[Objective]: Work out how many of the lines below contain the string "above", treating uppercase and lowercase as different. Reply with the number alone.

[Excerpts from the segmentation records]
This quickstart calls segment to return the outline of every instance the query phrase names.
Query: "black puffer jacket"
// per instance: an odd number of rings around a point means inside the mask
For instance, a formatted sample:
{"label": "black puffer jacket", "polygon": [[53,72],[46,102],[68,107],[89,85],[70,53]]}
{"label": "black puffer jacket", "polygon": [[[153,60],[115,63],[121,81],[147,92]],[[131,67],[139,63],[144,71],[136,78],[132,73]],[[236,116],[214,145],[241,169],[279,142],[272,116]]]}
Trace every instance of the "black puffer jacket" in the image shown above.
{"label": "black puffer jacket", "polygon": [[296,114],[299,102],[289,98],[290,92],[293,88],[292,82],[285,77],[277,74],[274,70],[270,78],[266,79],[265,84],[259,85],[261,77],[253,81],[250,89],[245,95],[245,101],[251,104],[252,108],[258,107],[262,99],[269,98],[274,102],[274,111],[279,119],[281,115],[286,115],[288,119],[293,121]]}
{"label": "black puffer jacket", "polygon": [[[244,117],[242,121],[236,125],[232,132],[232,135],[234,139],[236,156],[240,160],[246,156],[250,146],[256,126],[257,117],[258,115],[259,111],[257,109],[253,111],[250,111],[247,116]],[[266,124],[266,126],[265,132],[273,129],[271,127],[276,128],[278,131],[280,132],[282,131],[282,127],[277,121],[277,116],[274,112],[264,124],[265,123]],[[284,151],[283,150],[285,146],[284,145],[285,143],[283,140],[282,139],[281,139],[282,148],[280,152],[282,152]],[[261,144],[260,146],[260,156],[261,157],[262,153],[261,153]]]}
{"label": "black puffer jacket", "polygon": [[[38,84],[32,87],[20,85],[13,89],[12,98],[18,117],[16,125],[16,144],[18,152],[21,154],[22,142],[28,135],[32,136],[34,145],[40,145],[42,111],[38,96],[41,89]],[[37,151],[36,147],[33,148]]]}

--

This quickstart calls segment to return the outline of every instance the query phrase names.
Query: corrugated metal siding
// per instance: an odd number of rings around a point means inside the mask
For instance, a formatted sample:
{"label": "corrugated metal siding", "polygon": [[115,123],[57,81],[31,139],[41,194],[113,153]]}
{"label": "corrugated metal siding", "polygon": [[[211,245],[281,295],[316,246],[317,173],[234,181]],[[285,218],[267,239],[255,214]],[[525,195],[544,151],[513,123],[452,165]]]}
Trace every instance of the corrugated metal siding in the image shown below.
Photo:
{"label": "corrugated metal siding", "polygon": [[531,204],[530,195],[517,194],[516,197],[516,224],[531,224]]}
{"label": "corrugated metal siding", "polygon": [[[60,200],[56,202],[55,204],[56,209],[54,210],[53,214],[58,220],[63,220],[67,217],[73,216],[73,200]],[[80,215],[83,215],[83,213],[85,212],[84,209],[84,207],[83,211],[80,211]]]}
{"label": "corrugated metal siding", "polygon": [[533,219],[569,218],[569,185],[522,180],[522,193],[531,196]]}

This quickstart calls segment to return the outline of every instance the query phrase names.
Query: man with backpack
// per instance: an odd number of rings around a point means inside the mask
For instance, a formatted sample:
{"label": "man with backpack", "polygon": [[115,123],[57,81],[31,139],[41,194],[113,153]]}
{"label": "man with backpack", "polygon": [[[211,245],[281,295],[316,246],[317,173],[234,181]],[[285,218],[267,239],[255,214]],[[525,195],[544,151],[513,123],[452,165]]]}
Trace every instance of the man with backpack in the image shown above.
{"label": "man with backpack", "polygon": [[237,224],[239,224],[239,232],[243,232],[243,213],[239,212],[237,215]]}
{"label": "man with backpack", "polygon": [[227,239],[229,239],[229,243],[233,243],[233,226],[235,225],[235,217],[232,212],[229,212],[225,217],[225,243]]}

[Correct answer]: 2